* **Excerpted text**:

One of the reasons the pet foodbank was set up in 2019 was because foodbanks had reported that people were asking for items like tinned tuna and corned beef – not because they wanted to eat them but because they could feed them to their pets.
By the end of the following year, the home was supplying 50 foodbanks with pet food through the pet foodbank and is now keeping an estimated 4500 pets with their families each month.
“If we were to even get 2% of those dogs and cats we would be completely closing the doors,” said Fyffe-Jardine.
At the moment there are upwards of 60 dogs and 20 cats at the home.
“We are absolutely full to the rafters but people are going through the most challenging time at the moment and those who might have regarded themselves as reasonably comfortable three or four years ago are not comfortable anymore,” she said.
“A lot of people are quite quick to say you should not have taken that dog on, but many owners did have a stable situation and now the mortgage and energy bill rises and the general cost of living has destabilised them and made owning a pet unaffordable.”

* **Stated goal**:
Write the next few sentences of the article about the pet foodbank and the animal home, picking up after its final quoted remark.

[Shape boundary entries]
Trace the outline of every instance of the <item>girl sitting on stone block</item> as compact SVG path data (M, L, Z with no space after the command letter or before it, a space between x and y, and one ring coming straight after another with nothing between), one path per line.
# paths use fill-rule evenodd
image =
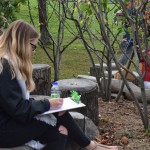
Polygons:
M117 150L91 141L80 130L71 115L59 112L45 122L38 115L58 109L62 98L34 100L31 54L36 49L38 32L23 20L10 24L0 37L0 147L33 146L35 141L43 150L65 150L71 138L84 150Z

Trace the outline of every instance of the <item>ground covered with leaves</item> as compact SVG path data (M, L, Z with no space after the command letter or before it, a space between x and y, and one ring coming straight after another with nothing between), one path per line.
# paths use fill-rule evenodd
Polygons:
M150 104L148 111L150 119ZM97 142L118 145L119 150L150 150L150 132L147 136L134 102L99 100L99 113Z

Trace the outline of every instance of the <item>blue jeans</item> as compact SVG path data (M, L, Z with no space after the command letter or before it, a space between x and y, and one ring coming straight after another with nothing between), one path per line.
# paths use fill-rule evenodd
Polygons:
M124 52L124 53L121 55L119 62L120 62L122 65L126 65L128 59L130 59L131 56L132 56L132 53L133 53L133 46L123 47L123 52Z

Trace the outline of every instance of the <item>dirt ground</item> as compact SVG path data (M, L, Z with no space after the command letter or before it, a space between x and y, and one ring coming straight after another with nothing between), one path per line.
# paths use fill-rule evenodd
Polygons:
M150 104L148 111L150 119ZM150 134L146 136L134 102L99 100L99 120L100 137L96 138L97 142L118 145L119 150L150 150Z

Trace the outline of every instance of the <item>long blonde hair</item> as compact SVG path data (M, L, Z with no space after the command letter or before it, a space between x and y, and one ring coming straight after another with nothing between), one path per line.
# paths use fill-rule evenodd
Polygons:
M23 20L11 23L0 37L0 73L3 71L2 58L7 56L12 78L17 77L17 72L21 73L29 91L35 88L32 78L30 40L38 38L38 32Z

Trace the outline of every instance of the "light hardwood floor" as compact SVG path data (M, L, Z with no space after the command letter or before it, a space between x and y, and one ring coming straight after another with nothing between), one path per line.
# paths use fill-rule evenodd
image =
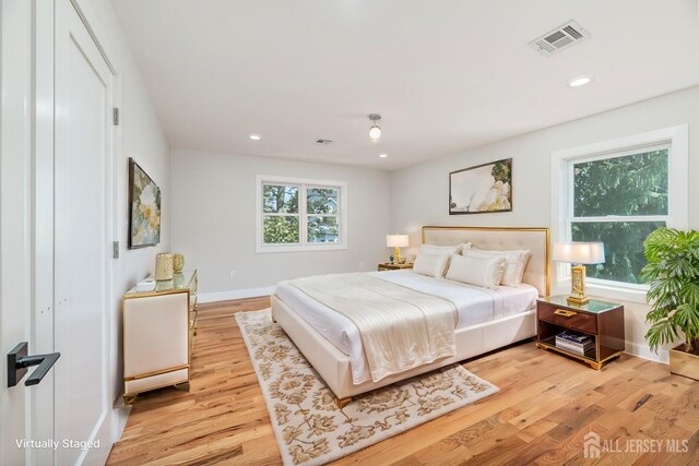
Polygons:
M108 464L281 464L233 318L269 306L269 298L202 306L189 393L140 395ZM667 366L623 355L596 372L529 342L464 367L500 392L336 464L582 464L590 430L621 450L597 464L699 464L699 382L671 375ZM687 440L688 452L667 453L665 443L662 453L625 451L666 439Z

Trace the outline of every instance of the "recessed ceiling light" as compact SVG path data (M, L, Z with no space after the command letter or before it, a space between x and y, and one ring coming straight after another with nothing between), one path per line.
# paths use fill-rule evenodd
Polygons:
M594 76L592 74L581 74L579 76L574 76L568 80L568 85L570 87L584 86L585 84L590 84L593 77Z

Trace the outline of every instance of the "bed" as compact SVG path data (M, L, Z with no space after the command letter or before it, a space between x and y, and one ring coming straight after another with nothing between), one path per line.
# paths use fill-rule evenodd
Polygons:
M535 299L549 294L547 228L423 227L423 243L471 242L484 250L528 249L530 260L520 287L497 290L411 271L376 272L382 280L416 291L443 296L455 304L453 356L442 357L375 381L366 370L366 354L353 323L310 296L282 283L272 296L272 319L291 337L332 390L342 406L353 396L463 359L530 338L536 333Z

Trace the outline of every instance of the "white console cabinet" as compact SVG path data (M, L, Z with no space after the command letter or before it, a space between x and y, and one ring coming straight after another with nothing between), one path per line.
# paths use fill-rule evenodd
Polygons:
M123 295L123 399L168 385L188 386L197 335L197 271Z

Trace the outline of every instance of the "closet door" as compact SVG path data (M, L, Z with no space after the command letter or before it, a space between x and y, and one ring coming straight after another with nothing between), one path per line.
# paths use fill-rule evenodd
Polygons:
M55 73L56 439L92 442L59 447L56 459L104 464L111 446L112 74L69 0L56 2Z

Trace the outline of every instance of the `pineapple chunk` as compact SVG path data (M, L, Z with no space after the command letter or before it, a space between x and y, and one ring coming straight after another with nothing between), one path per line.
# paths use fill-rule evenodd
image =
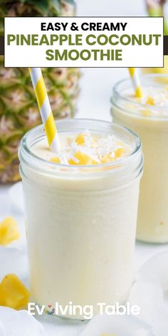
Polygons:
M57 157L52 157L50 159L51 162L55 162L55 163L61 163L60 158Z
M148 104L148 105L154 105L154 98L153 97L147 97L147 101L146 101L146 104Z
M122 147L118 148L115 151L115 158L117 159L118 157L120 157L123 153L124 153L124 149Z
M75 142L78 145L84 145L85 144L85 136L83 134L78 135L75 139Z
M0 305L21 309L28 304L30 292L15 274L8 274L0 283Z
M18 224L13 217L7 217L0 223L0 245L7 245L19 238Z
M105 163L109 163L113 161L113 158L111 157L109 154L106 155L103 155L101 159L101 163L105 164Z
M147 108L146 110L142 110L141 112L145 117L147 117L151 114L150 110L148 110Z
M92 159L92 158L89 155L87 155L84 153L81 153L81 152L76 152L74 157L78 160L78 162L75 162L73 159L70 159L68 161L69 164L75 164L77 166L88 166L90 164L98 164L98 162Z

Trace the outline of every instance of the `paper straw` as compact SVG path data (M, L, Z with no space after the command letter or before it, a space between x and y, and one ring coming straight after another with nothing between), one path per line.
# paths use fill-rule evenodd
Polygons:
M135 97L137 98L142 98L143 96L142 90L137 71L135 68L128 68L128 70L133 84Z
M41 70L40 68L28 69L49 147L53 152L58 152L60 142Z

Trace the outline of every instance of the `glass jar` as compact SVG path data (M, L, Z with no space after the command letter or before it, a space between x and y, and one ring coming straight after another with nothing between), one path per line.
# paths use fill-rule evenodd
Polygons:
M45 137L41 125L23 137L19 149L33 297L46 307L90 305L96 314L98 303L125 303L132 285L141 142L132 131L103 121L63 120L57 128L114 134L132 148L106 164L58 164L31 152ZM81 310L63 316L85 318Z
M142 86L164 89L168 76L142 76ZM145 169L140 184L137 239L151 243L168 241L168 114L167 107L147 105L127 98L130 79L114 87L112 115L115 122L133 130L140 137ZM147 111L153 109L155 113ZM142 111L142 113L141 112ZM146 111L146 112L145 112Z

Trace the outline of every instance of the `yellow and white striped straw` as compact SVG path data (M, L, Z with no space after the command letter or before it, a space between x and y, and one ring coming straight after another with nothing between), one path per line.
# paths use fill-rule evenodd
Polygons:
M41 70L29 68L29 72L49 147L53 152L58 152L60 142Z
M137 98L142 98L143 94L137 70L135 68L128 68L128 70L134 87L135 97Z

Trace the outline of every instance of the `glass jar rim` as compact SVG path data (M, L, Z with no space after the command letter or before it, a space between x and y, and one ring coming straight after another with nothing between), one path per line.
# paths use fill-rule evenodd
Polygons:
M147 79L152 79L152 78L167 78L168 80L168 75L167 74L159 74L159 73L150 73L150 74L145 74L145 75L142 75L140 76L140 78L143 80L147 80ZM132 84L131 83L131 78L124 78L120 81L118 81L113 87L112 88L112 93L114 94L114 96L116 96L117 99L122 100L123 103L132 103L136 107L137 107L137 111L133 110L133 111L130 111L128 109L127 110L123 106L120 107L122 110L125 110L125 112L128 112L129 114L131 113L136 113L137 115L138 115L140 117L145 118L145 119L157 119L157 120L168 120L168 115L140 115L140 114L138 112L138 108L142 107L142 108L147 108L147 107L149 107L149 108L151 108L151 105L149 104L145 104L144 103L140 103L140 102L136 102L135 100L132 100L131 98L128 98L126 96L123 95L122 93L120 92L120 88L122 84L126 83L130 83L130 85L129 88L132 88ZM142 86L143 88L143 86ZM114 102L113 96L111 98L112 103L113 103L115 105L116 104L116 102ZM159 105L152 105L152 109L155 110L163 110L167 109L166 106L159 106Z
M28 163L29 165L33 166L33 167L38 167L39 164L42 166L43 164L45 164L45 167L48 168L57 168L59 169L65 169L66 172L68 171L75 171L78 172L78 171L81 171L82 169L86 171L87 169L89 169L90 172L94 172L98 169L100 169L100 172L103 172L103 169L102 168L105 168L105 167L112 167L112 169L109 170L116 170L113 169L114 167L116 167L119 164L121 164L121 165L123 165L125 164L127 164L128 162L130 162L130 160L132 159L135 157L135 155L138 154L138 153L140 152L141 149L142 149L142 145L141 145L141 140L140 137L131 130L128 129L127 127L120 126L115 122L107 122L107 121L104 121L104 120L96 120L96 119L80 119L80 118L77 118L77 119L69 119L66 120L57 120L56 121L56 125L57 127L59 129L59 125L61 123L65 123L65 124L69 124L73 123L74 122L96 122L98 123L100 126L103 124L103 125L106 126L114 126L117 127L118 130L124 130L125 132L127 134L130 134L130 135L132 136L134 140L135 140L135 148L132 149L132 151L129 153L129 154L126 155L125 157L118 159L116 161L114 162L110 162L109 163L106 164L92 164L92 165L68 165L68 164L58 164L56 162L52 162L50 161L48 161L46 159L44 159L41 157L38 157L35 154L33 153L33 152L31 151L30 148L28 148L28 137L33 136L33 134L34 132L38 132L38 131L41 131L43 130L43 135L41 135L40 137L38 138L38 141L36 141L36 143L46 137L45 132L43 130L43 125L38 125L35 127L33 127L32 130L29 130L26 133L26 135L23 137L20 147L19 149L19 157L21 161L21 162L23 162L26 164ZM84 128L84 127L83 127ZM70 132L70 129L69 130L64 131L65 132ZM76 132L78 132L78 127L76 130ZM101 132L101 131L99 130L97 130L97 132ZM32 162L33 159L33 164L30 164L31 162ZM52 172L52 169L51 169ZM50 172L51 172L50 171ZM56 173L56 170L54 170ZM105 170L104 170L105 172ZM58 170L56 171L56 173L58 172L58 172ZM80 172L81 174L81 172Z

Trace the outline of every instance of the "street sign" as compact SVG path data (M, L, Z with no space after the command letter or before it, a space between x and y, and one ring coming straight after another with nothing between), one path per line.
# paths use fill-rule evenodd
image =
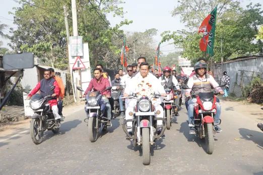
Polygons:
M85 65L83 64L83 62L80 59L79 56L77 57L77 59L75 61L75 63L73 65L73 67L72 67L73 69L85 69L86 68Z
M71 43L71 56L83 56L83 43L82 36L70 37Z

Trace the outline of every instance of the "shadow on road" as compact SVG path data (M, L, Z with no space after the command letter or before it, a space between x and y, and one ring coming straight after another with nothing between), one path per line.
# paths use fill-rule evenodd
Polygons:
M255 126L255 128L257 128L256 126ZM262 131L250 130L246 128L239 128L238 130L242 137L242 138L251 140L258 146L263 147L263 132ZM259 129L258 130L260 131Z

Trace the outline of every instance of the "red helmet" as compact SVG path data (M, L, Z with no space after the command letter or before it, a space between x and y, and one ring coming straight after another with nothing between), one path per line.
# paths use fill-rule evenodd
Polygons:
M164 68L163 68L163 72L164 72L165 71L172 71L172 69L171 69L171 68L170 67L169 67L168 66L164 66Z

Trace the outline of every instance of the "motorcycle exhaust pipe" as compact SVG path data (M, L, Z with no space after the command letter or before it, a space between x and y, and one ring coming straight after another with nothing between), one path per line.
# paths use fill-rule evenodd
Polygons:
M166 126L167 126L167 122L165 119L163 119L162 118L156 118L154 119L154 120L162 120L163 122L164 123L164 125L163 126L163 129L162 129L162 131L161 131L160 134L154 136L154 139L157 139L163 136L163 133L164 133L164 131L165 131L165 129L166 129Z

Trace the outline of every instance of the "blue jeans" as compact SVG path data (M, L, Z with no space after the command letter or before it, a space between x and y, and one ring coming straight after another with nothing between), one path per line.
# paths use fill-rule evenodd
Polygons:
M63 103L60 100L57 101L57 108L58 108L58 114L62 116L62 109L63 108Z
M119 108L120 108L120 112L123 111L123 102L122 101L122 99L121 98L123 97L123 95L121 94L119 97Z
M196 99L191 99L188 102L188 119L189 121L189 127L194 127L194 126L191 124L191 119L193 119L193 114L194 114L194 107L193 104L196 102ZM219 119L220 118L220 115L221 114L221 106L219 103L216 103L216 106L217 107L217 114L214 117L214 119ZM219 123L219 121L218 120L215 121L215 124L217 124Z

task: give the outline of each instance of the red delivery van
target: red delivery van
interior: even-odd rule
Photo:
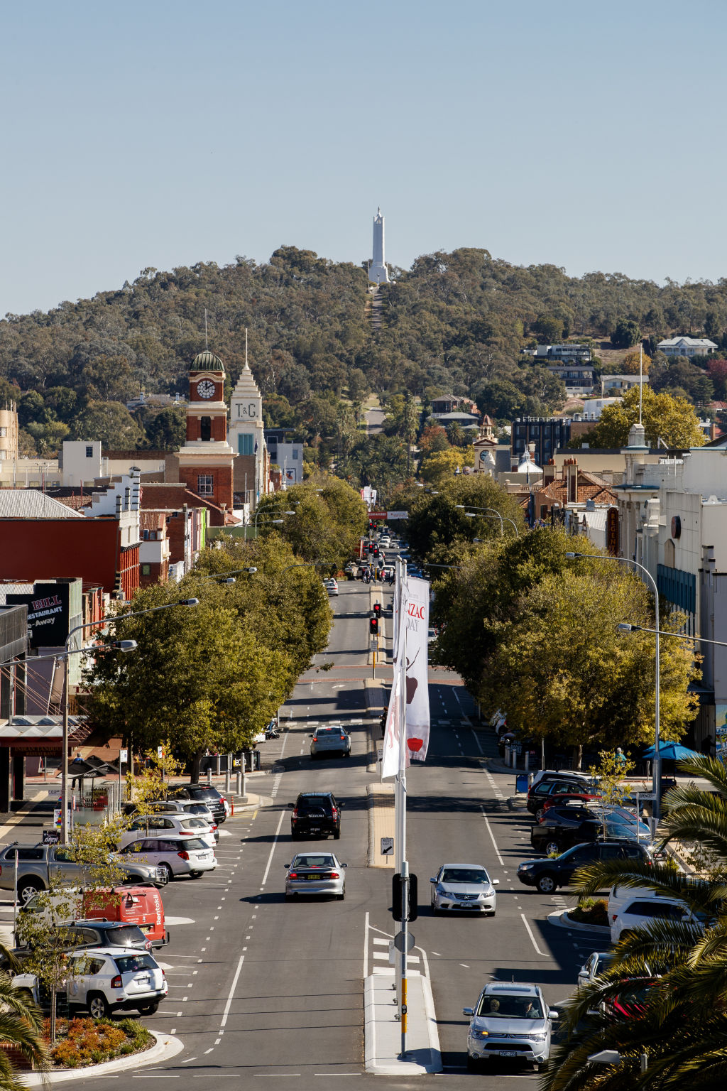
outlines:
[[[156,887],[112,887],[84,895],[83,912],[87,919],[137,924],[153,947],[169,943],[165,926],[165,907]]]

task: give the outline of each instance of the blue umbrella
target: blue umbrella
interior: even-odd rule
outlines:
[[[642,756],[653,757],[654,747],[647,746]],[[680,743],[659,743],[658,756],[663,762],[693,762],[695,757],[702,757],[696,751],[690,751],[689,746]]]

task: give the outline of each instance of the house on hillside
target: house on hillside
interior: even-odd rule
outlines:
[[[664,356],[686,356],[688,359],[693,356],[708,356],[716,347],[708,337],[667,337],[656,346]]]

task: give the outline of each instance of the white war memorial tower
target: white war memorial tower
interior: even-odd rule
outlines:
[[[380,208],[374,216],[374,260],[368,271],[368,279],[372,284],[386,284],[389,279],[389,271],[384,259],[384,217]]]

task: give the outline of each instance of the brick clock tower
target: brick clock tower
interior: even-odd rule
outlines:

* **The result**:
The costs mean that people are less likely to take in bigger dogs from the home.
“They have just fabulous personalities but are struggling to get homes as quickly as people are a bit wary about the cost of taking on a bigger dog,” said Fyffe-Jardine.
If it is not possible to take in a dog or cat from the home, it can be supported through direct debits, one-off donations or by donating pet food at the donation stations in supermarkets.
“It’s a big issue for us to be able to have enough money to pay all the bills and also to have enough to get food and supplies out to foodbanks so any support we get goes a long way,” said Fyffe-Jardine.